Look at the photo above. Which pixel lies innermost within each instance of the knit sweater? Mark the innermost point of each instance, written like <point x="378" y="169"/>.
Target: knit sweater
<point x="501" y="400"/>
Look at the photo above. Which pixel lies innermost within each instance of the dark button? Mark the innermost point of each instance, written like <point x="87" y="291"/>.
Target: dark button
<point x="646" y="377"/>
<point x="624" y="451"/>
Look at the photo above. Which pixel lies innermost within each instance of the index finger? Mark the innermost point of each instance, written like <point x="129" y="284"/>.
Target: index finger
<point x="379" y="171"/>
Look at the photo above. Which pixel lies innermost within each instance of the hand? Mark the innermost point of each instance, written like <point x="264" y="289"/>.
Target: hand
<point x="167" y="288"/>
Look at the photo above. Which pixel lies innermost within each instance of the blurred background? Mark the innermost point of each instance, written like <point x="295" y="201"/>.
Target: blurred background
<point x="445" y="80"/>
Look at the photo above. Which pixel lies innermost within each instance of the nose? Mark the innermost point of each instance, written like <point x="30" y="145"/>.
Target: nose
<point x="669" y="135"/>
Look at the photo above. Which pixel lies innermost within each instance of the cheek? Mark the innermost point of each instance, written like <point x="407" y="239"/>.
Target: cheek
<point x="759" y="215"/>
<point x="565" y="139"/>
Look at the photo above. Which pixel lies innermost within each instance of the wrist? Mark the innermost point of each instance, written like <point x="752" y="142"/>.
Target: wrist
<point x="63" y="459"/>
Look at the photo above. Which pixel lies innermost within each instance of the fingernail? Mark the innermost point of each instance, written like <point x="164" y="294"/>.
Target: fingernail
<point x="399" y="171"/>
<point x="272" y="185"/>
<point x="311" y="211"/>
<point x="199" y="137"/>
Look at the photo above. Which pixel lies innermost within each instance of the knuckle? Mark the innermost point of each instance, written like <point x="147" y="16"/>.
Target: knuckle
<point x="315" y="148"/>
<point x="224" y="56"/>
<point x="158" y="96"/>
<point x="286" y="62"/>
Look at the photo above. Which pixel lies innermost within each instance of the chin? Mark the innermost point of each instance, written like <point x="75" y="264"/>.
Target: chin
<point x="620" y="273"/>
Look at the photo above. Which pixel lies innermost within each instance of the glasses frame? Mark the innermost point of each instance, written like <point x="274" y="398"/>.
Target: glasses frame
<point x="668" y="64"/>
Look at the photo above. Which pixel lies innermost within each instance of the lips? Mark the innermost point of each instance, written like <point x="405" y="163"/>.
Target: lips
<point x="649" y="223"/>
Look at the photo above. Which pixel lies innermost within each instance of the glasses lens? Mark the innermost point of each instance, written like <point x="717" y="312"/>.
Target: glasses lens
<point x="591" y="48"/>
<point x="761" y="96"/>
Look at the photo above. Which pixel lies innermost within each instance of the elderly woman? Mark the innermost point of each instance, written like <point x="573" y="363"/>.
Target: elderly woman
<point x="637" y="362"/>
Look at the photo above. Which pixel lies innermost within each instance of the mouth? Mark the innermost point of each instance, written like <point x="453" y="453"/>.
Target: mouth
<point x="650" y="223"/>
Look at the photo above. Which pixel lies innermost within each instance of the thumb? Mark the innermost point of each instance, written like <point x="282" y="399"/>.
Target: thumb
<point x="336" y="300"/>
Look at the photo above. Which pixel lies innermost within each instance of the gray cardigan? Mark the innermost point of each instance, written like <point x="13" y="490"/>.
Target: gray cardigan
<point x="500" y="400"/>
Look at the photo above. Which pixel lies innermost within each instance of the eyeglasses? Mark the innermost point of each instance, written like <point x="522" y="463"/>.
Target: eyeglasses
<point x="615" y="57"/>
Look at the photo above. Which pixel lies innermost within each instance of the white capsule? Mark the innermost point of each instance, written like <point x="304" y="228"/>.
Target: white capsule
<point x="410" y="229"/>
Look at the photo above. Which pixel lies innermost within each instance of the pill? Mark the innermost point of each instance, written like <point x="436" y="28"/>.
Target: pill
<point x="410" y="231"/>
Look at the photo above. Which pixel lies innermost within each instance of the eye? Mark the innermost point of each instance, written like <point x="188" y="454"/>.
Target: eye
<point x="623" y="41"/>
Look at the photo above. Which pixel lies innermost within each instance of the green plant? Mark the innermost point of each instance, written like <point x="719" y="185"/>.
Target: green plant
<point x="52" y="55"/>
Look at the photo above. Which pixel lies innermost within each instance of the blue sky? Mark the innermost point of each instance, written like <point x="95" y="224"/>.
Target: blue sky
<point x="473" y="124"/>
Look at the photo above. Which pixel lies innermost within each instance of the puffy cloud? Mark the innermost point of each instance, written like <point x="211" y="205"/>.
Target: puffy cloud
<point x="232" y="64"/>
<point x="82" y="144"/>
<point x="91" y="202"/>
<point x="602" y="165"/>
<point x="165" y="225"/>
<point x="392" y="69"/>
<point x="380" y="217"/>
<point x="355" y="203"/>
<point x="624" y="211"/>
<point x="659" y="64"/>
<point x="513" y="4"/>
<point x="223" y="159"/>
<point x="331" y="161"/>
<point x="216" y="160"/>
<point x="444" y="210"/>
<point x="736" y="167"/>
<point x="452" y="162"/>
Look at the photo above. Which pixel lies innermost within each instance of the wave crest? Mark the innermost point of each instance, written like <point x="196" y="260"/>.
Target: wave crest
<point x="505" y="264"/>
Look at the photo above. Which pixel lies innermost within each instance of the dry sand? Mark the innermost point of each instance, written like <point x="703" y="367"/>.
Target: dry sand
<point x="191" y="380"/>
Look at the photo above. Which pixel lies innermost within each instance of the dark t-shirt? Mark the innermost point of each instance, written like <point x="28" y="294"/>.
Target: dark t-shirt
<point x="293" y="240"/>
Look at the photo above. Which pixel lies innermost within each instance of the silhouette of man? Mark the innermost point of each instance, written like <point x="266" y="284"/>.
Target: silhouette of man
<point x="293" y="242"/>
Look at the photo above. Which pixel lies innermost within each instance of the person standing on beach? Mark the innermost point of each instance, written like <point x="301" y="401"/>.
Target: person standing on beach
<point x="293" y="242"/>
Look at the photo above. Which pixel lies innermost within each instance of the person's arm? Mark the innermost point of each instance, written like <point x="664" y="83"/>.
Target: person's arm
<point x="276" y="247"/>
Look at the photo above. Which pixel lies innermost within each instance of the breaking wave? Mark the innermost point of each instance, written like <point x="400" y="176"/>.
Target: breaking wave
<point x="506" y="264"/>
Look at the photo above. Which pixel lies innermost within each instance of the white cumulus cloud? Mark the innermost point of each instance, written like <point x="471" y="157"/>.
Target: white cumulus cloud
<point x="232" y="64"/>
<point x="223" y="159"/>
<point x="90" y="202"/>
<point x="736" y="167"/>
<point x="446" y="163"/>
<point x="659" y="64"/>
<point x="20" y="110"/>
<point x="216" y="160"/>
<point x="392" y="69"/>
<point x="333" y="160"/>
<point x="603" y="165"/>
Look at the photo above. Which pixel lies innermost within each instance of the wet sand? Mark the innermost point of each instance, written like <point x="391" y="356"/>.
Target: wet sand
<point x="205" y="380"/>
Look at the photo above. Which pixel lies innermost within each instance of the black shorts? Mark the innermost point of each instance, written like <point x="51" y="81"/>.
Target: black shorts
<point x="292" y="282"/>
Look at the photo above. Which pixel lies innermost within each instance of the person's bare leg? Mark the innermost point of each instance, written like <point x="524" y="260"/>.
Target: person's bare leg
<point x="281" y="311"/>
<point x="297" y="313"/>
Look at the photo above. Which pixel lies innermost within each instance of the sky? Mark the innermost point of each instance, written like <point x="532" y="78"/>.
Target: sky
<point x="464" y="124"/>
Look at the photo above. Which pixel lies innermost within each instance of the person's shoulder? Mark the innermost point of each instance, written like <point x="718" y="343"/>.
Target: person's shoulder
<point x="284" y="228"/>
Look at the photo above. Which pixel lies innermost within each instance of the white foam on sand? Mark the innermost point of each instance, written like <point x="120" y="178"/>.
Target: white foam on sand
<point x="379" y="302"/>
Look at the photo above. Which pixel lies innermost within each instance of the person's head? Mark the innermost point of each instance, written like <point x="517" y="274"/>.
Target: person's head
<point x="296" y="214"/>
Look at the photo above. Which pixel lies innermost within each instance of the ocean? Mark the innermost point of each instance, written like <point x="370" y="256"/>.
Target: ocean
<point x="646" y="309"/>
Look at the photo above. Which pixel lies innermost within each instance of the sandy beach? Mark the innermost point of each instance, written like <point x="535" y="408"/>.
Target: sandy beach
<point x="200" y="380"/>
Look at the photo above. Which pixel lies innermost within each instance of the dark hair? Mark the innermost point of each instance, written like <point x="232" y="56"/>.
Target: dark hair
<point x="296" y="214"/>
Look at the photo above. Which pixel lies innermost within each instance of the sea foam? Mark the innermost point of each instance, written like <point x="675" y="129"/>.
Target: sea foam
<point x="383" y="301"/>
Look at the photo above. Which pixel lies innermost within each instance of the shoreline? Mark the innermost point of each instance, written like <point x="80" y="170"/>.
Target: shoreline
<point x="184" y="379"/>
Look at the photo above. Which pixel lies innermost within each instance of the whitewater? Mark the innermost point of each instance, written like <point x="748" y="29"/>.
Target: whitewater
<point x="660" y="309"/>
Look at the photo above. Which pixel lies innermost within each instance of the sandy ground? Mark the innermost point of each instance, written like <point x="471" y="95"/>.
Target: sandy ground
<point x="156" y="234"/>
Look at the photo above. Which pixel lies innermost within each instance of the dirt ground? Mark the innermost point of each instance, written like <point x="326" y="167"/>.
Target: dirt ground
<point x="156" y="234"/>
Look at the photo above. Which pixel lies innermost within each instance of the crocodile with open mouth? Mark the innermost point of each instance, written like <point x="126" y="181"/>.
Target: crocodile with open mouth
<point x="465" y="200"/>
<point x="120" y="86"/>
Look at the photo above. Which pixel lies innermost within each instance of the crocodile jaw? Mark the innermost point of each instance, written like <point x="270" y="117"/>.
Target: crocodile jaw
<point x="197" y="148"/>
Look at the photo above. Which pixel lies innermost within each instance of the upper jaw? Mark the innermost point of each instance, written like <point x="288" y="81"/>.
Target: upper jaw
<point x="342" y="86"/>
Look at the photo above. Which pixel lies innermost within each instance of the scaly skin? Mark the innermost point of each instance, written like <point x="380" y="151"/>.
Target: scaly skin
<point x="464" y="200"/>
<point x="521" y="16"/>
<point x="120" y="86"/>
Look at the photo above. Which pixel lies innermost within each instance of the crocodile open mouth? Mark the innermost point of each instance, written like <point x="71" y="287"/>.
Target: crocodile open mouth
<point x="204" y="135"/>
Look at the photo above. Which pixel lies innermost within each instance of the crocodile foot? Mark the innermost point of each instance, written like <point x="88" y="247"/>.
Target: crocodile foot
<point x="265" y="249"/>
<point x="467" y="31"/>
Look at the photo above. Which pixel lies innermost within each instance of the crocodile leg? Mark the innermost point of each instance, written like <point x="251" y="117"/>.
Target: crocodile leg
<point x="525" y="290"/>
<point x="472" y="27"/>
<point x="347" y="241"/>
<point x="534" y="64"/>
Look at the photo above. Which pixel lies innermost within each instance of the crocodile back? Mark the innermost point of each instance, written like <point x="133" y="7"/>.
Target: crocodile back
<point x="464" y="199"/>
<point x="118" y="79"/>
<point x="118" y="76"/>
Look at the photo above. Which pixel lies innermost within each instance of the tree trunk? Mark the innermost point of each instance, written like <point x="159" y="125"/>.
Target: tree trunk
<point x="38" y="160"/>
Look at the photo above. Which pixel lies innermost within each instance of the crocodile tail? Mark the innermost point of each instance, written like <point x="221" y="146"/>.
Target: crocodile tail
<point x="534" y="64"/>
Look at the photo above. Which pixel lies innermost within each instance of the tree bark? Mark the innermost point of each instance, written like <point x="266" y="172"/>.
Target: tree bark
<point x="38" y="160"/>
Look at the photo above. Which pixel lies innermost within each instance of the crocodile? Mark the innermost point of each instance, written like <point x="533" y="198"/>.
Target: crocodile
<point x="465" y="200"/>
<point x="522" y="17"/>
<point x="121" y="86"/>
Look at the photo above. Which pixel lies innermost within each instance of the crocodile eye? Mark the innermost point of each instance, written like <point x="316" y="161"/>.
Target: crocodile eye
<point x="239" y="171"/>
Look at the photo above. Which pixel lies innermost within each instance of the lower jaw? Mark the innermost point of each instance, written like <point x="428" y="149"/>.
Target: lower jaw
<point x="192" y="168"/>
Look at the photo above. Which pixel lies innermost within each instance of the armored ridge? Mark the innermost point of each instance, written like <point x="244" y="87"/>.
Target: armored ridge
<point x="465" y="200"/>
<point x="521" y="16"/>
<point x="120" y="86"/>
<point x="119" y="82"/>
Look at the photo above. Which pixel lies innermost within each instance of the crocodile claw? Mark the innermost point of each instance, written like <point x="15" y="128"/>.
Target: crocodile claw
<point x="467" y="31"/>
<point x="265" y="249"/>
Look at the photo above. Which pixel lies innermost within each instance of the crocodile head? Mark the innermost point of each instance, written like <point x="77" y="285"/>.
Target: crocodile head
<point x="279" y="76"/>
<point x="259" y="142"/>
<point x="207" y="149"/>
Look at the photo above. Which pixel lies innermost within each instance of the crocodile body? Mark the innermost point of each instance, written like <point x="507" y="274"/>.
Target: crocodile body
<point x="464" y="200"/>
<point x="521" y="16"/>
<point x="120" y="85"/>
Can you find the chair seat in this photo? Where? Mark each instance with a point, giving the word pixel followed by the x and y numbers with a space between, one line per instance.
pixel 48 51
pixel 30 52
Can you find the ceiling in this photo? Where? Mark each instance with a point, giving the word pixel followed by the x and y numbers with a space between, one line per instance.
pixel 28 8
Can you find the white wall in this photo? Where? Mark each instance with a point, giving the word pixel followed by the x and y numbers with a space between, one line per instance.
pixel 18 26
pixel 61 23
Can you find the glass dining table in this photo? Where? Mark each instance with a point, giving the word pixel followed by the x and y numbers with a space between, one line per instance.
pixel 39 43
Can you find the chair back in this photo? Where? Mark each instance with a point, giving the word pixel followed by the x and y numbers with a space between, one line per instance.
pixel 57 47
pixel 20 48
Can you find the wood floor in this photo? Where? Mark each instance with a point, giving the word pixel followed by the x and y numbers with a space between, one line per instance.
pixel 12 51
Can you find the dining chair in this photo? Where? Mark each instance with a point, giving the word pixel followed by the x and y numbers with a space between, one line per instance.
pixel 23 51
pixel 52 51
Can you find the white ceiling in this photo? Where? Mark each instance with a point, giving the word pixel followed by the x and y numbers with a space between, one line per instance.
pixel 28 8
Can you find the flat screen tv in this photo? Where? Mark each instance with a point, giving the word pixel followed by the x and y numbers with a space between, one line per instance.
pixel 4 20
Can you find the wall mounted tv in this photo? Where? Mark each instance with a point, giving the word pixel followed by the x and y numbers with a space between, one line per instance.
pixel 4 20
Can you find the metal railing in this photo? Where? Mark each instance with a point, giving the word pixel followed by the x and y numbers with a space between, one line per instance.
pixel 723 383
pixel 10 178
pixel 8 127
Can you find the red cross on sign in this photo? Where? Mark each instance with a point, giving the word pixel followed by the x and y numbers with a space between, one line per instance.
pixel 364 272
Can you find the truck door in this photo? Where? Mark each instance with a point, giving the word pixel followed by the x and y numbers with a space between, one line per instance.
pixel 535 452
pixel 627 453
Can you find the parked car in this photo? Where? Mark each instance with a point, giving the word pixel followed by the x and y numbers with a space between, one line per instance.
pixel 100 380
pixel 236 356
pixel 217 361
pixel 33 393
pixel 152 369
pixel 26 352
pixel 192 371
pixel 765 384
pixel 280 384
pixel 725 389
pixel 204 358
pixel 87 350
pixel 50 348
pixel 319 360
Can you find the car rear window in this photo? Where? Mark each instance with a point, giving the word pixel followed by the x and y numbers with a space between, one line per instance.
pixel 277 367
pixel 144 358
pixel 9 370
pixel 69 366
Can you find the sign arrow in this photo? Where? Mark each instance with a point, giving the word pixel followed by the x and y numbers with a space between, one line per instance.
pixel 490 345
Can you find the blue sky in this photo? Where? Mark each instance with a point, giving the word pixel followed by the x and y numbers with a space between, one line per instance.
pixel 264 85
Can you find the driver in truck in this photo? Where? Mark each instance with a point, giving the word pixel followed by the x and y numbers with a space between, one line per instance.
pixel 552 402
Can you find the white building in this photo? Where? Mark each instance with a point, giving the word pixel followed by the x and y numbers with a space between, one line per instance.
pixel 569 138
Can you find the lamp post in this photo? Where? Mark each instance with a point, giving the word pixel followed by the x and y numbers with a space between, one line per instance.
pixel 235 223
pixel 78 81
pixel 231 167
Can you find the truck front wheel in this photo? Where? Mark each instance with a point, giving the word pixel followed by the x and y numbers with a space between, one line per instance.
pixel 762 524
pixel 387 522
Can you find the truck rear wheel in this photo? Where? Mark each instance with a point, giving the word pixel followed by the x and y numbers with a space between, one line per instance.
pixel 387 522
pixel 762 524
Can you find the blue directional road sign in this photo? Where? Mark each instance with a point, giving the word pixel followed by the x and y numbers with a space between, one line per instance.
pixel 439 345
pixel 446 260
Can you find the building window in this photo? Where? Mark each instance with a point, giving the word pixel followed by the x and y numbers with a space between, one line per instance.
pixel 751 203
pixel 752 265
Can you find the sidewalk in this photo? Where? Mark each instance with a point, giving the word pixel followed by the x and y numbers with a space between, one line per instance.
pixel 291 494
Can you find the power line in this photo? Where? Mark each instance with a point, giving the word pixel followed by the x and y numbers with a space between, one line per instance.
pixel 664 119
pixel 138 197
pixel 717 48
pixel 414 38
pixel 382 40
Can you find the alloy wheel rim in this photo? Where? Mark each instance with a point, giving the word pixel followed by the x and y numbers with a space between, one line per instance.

Assignment:
Look above for the line holding "the glasses frame?" and the line holding "of the mouth?", then output exactly those two lines and every line between them, nothing more.

Expected answer:
Look at the photo above. Which pixel lies innermost within each instance of the glasses frame? Mark the innermost point of each instance, written like <point x="274" y="398"/>.
Target: glasses frame
<point x="668" y="64"/>
Look at the photo above. Which pixel lies innermost within each instance of the lips? Mark the innermost point of each instance, written like <point x="405" y="163"/>.
Target: lips
<point x="649" y="223"/>
Look at the photo above. Which pixel lies innermost within each instance of the glasses lens? Mark the innermost point of each instance, written like <point x="717" y="312"/>.
Target: glasses lens
<point x="591" y="48"/>
<point x="761" y="96"/>
Look at the photo above. Which pixel lies innermost within each instance of the elderly woman? Mark the innermost point of each instance, written like <point x="573" y="363"/>.
Target: elderly woman
<point x="637" y="362"/>
Look at the photo above. Which pixel lies innermost within each instance of the mouth? Mark the innermost point of each instance, written like <point x="453" y="453"/>.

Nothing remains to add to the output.